### PASSAGE SHOWN
****

Thirdly, marine aquaculture, focusing on the production of mussels, oysters and seaweeds has experienced a recent increase in production. Nevertheless, the production, which mainly takes place in the states of Maharashtra, Gujarat, Kerala, Andhra Pradesh, West Bengal and Tamil Nadu, is still very modest and is often based on traditional practices. With regard to marine aquaculture, opportunities exist in the cultivation of finfish and shellfish on a commercial scale. For this a cage-based aquaculture has to be introduced into the country. To cope with the Indian weather circumstance, appliances such as wave resistant floating cages can be introduced.

Smart Agro-Techniques

Finally, smart agro-techniques must be incorporated to boost production but on a sustainable basis. New research shows that aquaculture production will need to be more than double again between now and 2050 to meet the demands of a growing population especially in a country like India. However, doubling aquaculture production without further increasing the industry’s efficiency could lead to a doubling of environmental impacts. And unless the aquaculture industry is able to boost productivity, the limited availability of land, water, and feed may constrain its growth.

Infusion of latest technology can improve sustainability and efficiency of resource utilization in various aspects. It can also reduce labor cost, improve productivity, and increase the quality of aquatic products. Aquaculture has the potential to reduce waste discharge, recycle waste, and improve resource utilization as it can reduce feed use and provide better control of waste and water quality through big‐data analyses and instant adjustments. To realize green and sustainable ecological aquaculture energy savings by applying renewable energy facilities and saving water use through better (e.g., aquaponics) systems are some of the immediate solutions. Intelligent aquaculture can greatly improve the output, quality, and safety level of aquatic products and can comprehensively reduce the production and operation costs of aquatic products. For example, intelligent real‐time monitoring and management can monitor the health of the environment and fish. It can keep the fish in the best growth condition and improve the quality of the fish. Similarly, intelligent climate and aquaculture environmental information management can help to increase aquaculture volumes and reduce losses. Cutting edge technologies also include the application of AI  and robotics can help improve production efficiency.

****

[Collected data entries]
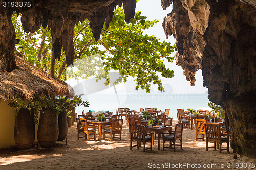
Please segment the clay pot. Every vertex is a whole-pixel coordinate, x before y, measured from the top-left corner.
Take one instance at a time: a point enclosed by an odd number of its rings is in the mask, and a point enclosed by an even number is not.
[[[68,121],[66,113],[60,113],[58,117],[59,124],[59,136],[58,141],[63,141],[68,135]]]
[[[51,110],[42,110],[37,131],[37,139],[42,148],[51,148],[59,135],[57,114]]]
[[[67,117],[67,119],[68,122],[68,127],[70,128],[72,126],[72,118],[70,117]]]
[[[16,116],[14,127],[14,140],[22,148],[31,145],[35,137],[34,114],[30,115],[28,109],[20,109]]]
[[[75,111],[75,110],[72,111],[72,112],[69,114],[69,116],[72,116],[72,125],[74,124],[74,123],[75,122],[75,121],[76,120],[76,112]]]

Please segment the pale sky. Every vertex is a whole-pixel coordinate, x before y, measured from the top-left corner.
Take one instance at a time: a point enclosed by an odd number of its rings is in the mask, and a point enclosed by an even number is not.
[[[141,15],[146,16],[147,20],[159,20],[157,25],[150,30],[144,31],[144,33],[150,35],[154,34],[156,37],[160,38],[161,41],[165,40],[174,44],[175,39],[173,36],[169,36],[166,39],[162,27],[163,19],[168,13],[172,12],[172,4],[166,10],[164,10],[161,6],[160,0],[139,0],[137,4],[136,11],[141,11]],[[172,54],[172,56],[174,56],[175,53],[175,52]],[[208,91],[207,88],[203,87],[203,81],[201,70],[196,74],[196,81],[195,86],[191,87],[190,82],[186,80],[185,76],[182,73],[183,70],[181,67],[176,65],[175,60],[172,63],[167,63],[166,66],[174,71],[174,77],[171,79],[164,79],[162,80],[163,84],[169,84],[173,86],[173,93],[205,93]]]

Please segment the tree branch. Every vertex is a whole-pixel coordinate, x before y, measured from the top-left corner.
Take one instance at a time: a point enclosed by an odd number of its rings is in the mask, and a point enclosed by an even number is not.
[[[81,51],[77,54],[76,55],[75,55],[74,56],[74,60],[77,59],[78,58],[80,58],[81,57],[81,56],[82,55],[82,53],[84,51],[86,48],[88,47],[88,46],[90,45],[90,44],[93,41],[93,39],[91,39],[83,47]],[[60,77],[61,76],[61,74],[62,74],[63,71],[65,69],[65,66],[66,65],[66,61],[65,60],[63,63],[62,65],[61,65],[61,66],[60,67],[60,68],[59,69],[59,73],[58,74],[58,76],[57,76],[57,77],[59,79],[60,78]]]
[[[45,46],[45,40],[46,39],[46,36],[44,36],[42,37],[42,40],[41,41],[41,44],[40,44],[40,48],[39,48],[38,55],[37,55],[37,59],[36,59],[36,65],[38,67],[38,63],[41,61],[42,57],[42,50],[44,49],[44,46]]]
[[[76,40],[76,39],[77,38],[77,37],[78,37],[78,36],[79,35],[79,34],[81,33],[81,32],[87,27],[88,27],[90,25],[90,23],[88,23],[87,25],[86,25],[86,26],[84,26],[82,29],[81,29],[81,30],[80,30],[79,32],[78,33],[78,34],[77,34],[77,35],[76,35],[76,38],[75,38],[75,39],[74,39],[74,41],[73,41],[73,42],[75,42],[75,41]]]
[[[100,40],[100,39],[99,39],[99,40],[98,40],[98,41],[99,41],[99,43],[100,43],[101,45],[102,45],[102,46],[103,46],[103,47],[104,47],[104,48],[105,48],[106,50],[108,50],[108,51],[109,51],[110,53],[111,53],[111,54],[112,54],[113,56],[114,56],[114,55],[115,55],[115,54],[114,54],[114,53],[113,53],[113,52],[111,50],[110,50],[110,48],[108,48],[108,47],[107,47],[107,46],[105,45],[105,44],[104,44],[104,43],[103,43],[102,41],[101,41]],[[146,70],[147,70],[148,71],[150,71],[150,69],[149,69],[148,68],[147,68],[147,67],[146,67],[145,66],[144,66],[144,65],[141,65],[141,64],[138,64],[137,63],[136,63],[136,62],[134,62],[134,61],[132,61],[132,60],[129,60],[129,59],[126,59],[126,58],[125,58],[124,57],[121,57],[121,59],[124,59],[124,60],[126,60],[127,61],[129,61],[129,62],[131,62],[131,63],[134,63],[134,64],[135,64],[135,65],[137,65],[140,66],[142,67],[144,67],[144,68],[145,68],[145,69],[146,69]]]
[[[34,45],[34,46],[35,46],[36,48],[37,48],[37,49],[39,49],[39,47],[37,45],[36,45],[36,44],[35,44],[35,43],[34,43],[34,41],[32,41],[32,40],[30,38],[30,37],[26,37],[26,38],[27,38],[27,39],[29,40],[29,41],[30,41],[30,42],[31,42],[31,43],[32,43],[32,44],[33,45]]]

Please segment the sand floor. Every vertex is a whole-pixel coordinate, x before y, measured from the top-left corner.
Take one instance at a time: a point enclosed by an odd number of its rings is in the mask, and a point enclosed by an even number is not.
[[[173,125],[174,124],[173,122]],[[132,151],[130,150],[126,121],[124,121],[122,140],[115,139],[112,142],[87,142],[84,138],[77,140],[77,130],[74,125],[69,128],[67,145],[63,141],[58,142],[53,150],[39,148],[20,152],[1,151],[0,169],[147,169],[161,167],[161,164],[165,166],[162,165],[162,167],[171,169],[253,169],[236,168],[238,163],[243,163],[244,165],[248,162],[255,163],[255,159],[239,155],[237,159],[234,159],[231,148],[229,153],[223,151],[220,154],[218,150],[213,148],[206,151],[205,141],[196,141],[195,133],[195,127],[194,130],[184,129],[183,149],[177,147],[176,152],[170,149],[163,151],[161,144],[161,150],[159,151],[155,140],[153,151],[144,152],[143,148],[138,149],[135,147]],[[97,135],[96,139],[98,139]],[[167,143],[165,144],[167,145]],[[210,143],[210,145],[213,145],[213,143]],[[226,147],[226,144],[223,144],[223,147]],[[181,166],[183,163],[187,164]],[[249,166],[249,164],[247,165]]]

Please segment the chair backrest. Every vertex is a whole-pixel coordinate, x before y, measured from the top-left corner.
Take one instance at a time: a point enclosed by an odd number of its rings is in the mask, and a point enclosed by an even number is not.
[[[146,112],[153,112],[153,109],[152,108],[146,108],[145,109]]]
[[[91,116],[93,115],[93,113],[92,112],[86,112],[86,115],[87,116]]]
[[[118,113],[119,115],[126,114],[126,108],[118,108]]]
[[[111,118],[110,121],[113,122],[114,120],[116,120],[119,118],[120,116],[119,115],[113,115],[111,116]]]
[[[206,111],[200,111],[199,113],[202,114],[203,115],[205,115],[206,114]]]
[[[207,124],[205,119],[195,119],[196,131],[198,132],[205,132],[204,125]]]
[[[183,131],[183,123],[180,123],[175,125],[175,130],[174,132],[174,138],[176,140],[180,139],[182,136]]]
[[[123,119],[118,119],[113,120],[112,128],[111,128],[112,132],[121,132],[123,127]]]
[[[158,115],[158,119],[162,123],[164,123],[164,119],[166,117],[166,115],[165,114],[160,114]]]
[[[87,116],[84,115],[78,115],[78,118],[83,118],[84,119],[87,119]]]
[[[138,116],[137,115],[135,114],[127,114],[127,125],[129,125],[130,123],[130,118],[131,117],[138,117]]]
[[[88,131],[88,124],[87,124],[87,120],[82,118],[79,118],[79,119],[81,121],[81,124],[82,125],[84,129],[86,130],[86,131]]]
[[[178,119],[178,123],[182,122],[182,119],[181,119],[181,115],[180,115],[180,113],[178,111],[177,112],[177,118]]]
[[[202,110],[202,109],[198,109],[198,110],[197,110],[197,112],[198,112],[198,113],[199,113],[199,112],[200,111],[203,111],[203,110]]]
[[[165,118],[164,119],[164,125],[165,126],[172,126],[173,123],[173,117],[167,117]]]
[[[169,113],[170,112],[170,109],[165,109],[165,110],[164,110],[164,115],[166,115],[167,117],[169,117]]]
[[[218,141],[221,139],[220,125],[214,124],[204,125],[206,138],[211,141]]]
[[[145,129],[143,126],[130,124],[129,129],[131,139],[143,140],[145,138]]]
[[[198,115],[197,116],[197,119],[205,119],[208,122],[208,120],[209,120],[209,117],[207,116]]]
[[[141,118],[139,117],[129,117],[129,122],[130,124],[137,124],[137,125],[141,125]]]
[[[185,117],[186,116],[185,115],[185,112],[184,111],[184,109],[177,109],[177,110],[179,113],[181,113],[181,117]]]

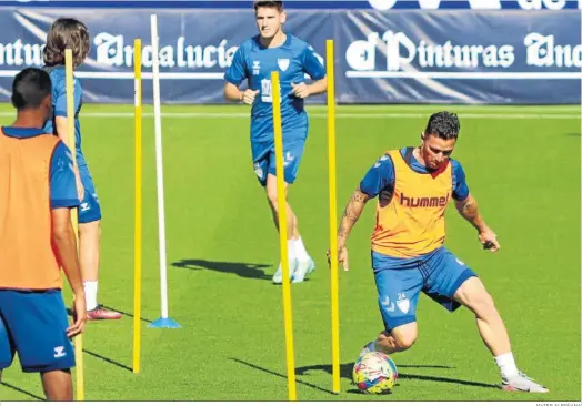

****

### TASK DESCRIPTION
Repeat the aquaculture passage word for word from "Thirdly, marine aquaculture, focusing" to "can be introduced.".

### EXPECTED ANSWER
Thirdly, marine aquaculture, focusing on the production of mussels, oysters and seaweeds has experienced a recent increase in production. Nevertheless, the production, which mainly takes place in the states of Maharashtra, Gujarat, Kerala, Andhra Pradesh, West Bengal and Tamil Nadu, is still very modest and is often based on traditional practices. With regard to marine aquaculture, opportunities exist in the cultivation of finfish and shellfish on a commercial scale. For this a cage-based aquaculture has to be introduced into the country. To cope with the Indian weather circumstance, appliances such as wave resistant floating cages can be introduced.